Format every line of the data below as a Markdown table with the columns "Row" and "Data line," numbering the rows in order and omitting blank lines.

··· Extracted entries ···

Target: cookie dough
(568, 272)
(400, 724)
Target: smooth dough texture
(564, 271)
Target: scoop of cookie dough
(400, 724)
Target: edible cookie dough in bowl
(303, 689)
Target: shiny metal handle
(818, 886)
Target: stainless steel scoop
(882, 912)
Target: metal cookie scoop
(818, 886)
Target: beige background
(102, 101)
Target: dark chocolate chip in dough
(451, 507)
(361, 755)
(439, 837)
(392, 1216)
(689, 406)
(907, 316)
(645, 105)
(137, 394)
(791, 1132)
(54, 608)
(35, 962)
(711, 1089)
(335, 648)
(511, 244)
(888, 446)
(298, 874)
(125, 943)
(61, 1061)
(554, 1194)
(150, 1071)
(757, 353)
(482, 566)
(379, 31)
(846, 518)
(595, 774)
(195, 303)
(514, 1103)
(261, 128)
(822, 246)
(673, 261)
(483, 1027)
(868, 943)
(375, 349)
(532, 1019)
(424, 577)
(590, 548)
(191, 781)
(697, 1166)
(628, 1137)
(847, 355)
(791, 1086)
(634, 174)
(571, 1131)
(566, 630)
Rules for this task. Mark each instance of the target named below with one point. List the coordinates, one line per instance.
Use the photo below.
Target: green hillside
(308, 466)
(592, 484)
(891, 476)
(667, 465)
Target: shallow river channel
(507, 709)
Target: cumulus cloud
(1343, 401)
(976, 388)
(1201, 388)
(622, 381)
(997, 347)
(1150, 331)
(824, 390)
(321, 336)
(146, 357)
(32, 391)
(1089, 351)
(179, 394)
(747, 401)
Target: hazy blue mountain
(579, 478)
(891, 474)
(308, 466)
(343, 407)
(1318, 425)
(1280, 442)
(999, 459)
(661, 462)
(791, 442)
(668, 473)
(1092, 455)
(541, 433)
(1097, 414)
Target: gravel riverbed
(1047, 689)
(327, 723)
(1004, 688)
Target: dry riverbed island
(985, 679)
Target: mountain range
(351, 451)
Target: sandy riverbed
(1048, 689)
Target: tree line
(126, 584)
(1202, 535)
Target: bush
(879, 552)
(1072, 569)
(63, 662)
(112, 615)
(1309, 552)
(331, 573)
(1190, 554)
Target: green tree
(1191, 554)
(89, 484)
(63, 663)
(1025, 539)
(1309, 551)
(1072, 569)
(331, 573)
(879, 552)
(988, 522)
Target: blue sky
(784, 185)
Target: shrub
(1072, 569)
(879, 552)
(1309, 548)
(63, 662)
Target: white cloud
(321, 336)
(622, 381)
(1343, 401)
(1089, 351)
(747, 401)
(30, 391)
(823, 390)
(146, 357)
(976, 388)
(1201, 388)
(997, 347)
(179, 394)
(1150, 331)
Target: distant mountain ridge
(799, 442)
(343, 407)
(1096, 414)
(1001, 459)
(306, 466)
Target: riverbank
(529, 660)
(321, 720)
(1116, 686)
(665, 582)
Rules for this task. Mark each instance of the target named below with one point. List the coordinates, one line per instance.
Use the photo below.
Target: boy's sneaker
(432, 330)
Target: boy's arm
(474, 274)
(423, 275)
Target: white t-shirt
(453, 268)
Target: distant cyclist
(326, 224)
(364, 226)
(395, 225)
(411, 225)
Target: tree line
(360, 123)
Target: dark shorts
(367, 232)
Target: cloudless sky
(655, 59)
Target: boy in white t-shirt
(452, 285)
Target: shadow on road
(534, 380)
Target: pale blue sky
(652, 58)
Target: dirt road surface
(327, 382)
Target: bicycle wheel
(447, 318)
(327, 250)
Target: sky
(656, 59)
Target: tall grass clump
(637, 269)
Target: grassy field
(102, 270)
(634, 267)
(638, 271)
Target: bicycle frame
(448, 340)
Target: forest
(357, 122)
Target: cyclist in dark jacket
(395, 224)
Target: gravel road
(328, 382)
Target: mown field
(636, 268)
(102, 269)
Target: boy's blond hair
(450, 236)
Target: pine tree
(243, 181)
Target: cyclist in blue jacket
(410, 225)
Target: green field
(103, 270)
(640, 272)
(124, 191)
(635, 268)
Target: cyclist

···

Answer in full:
| Row | Data line |
|---|---|
| 1 | Target: cookie dough |
| 2 | (568, 272) |
| 3 | (400, 724) |
| 4 | Target: smooth dough texture |
| 5 | (564, 271) |
| 6 | Target: scoop of cookie dough |
| 7 | (400, 724) |
| 8 | Target: edible cookie dough in bowl |
| 9 | (303, 689) |
| 10 | Target: shiny metal handle |
| 11 | (818, 886) |
| 12 | Target: stainless steel scoop |
| 13 | (882, 912) |
| 14 | Target: metal cookie scoop |
| 15 | (818, 886) |
| 16 | Target: beige background |
| 17 | (102, 101) |
| 18 | Target: dark chocolate chip in dough |
| 19 | (451, 507) |
| 20 | (361, 755) |
| 21 | (439, 837) |
| 22 | (392, 1216) |
| 23 | (689, 406) |
| 24 | (907, 316) |
| 25 | (645, 105) |
| 26 | (137, 394) |
| 27 | (791, 1132) |
| 28 | (54, 608) |
| 29 | (35, 962) |
| 30 | (711, 1089) |
| 31 | (335, 648) |
| 32 | (511, 244) |
| 33 | (888, 446) |
| 34 | (298, 874) |
| 35 | (125, 943) |
| 36 | (61, 1061) |
| 37 | (554, 1194) |
| 38 | (150, 1071) |
| 39 | (757, 353) |
| 40 | (482, 566) |
| 41 | (379, 31) |
| 42 | (846, 518) |
| 43 | (595, 774) |
| 44 | (195, 303) |
| 45 | (514, 1103) |
| 46 | (261, 128) |
| 47 | (822, 246) |
| 48 | (673, 261) |
| 49 | (483, 1027) |
| 50 | (868, 943) |
| 51 | (375, 349) |
| 52 | (532, 1019) |
| 53 | (424, 577) |
| 54 | (590, 548) |
| 55 | (191, 781) |
| 56 | (697, 1166) |
| 57 | (628, 1137) |
| 58 | (847, 355) |
| 59 | (791, 1086) |
| 60 | (634, 174) |
| 61 | (571, 1131) |
| 62 | (566, 630) |
| 63 | Rules for this task. Mark each instance of the target named below with one point. List the coordinates, one line per instance. |
| 64 | Use the photo below. |
| 65 | Target: green hillside |
| 66 | (308, 466) |
| 67 | (592, 484) |
| 68 | (891, 476) |
| 69 | (667, 465) |
| 70 | Target: shallow river channel |
| 71 | (507, 709) |
| 72 | Target: cumulus cloud |
| 73 | (1343, 401) |
| 74 | (976, 388) |
| 75 | (1201, 388) |
| 76 | (622, 381) |
| 77 | (997, 347) |
| 78 | (1150, 331) |
| 79 | (824, 390) |
| 80 | (321, 336) |
| 81 | (146, 357) |
| 82 | (32, 391) |
| 83 | (1089, 351) |
| 84 | (179, 394) |
| 85 | (747, 401) |
| 86 | Target: hazy blue mountain |
| 87 | (579, 478) |
| 88 | (891, 474) |
| 89 | (308, 466) |
| 90 | (343, 407) |
| 91 | (1318, 425) |
| 92 | (1280, 442) |
| 93 | (999, 459) |
| 94 | (661, 462) |
| 95 | (791, 442) |
| 96 | (668, 473) |
| 97 | (1092, 455) |
| 98 | (541, 433) |
| 99 | (1097, 414) |
| 100 | Target: gravel riverbed |
| 101 | (1047, 689) |
| 102 | (327, 723) |
| 103 | (1004, 688) |
| 104 | Target: dry riverbed island |
| 105 | (985, 679) |
| 106 | Target: mountain range |
| 107 | (351, 451) |
| 108 | Target: sandy riverbed |
| 109 | (1048, 689) |
| 110 | Target: tree line |
| 111 | (126, 584) |
| 112 | (1202, 535) |
| 113 | Target: bush |
| 114 | (879, 552) |
| 115 | (1072, 569) |
| 116 | (63, 662) |
| 117 | (112, 615) |
| 118 | (1309, 552) |
| 119 | (331, 573) |
| 120 | (1190, 554) |
| 121 | Target: green tree |
| 122 | (1191, 554) |
| 123 | (89, 484) |
| 124 | (63, 663) |
| 125 | (1025, 539) |
| 126 | (1309, 551) |
| 127 | (1072, 569) |
| 128 | (331, 573) |
| 129 | (879, 552) |
| 130 | (988, 522) |
| 131 | Target: blue sky |
| 132 | (784, 185) |
| 133 | Target: shrub |
| 134 | (1072, 569) |
| 135 | (879, 552) |
| 136 | (1309, 548) |
| 137 | (63, 662) |
| 138 | Target: white cloud |
| 139 | (321, 336) |
| 140 | (622, 381) |
| 141 | (1343, 401) |
| 142 | (1089, 351) |
| 143 | (747, 401) |
| 144 | (30, 391) |
| 145 | (823, 390) |
| 146 | (146, 357) |
| 147 | (976, 388) |
| 148 | (1201, 388) |
| 149 | (997, 347) |
| 150 | (179, 394) |
| 151 | (1150, 331) |
| 152 | Target: distant mountain ridge |
| 153 | (799, 442) |
| 154 | (343, 407) |
| 155 | (1096, 414) |
| 156 | (1001, 459) |
| 157 | (306, 466) |
| 158 | Target: riverbank |
| 159 | (529, 660) |
| 160 | (321, 720) |
| 161 | (1116, 686) |
| 162 | (665, 582) |
| 163 | Rules for this task. Mark each instance of the target named below with one point. List the coordinates, one line per instance. |
| 164 | Use the photo below. |
| 165 | Target: boy's sneaker |
| 166 | (432, 330) |
| 167 | Target: boy's arm |
| 168 | (474, 274) |
| 169 | (423, 275) |
| 170 | Target: white t-shirt |
| 171 | (453, 268) |
| 172 | Target: distant cyclist |
| 173 | (326, 224) |
| 174 | (364, 226) |
| 175 | (395, 225) |
| 176 | (411, 225) |
| 177 | Target: tree line |
| 178 | (360, 123) |
| 179 | Target: dark shorts |
| 180 | (367, 232) |
| 181 | Target: cloudless sky |
| 182 | (655, 59) |
| 183 | Target: boy in white t-shirt |
| 184 | (452, 285) |
| 185 | Target: shadow on road |
| 186 | (534, 380) |
| 187 | Target: pale blue sky |
| 188 | (652, 58) |
| 189 | Target: dirt road surface |
| 190 | (327, 382) |
| 191 | Target: bicycle wheel |
| 192 | (447, 318) |
| 193 | (327, 250) |
| 194 | Target: sky |
| 195 | (656, 59) |
| 196 | Target: tall grass clump |
| 197 | (637, 269) |
| 198 | Target: grassy field |
| 199 | (102, 270) |
| 200 | (634, 267) |
| 201 | (638, 271) |
| 202 | Target: bicycle frame |
| 203 | (448, 340) |
| 204 | Target: forest |
| 205 | (357, 122) |
| 206 | Target: cyclist in dark jacket |
| 207 | (395, 224) |
| 208 | Target: gravel road |
| 209 | (328, 382) |
| 210 | Target: mown field |
| 211 | (636, 268) |
| 212 | (102, 269) |
| 213 | Target: boy's blond hair |
| 214 | (450, 236) |
| 215 | Target: pine tree |
| 216 | (243, 181) |
| 217 | Target: cyclist in blue jacket |
| 218 | (410, 225) |
| 219 | Target: green field |
| 220 | (103, 270) |
| 221 | (640, 272) |
| 222 | (124, 191) |
| 223 | (635, 268) |
| 224 | Target: cyclist |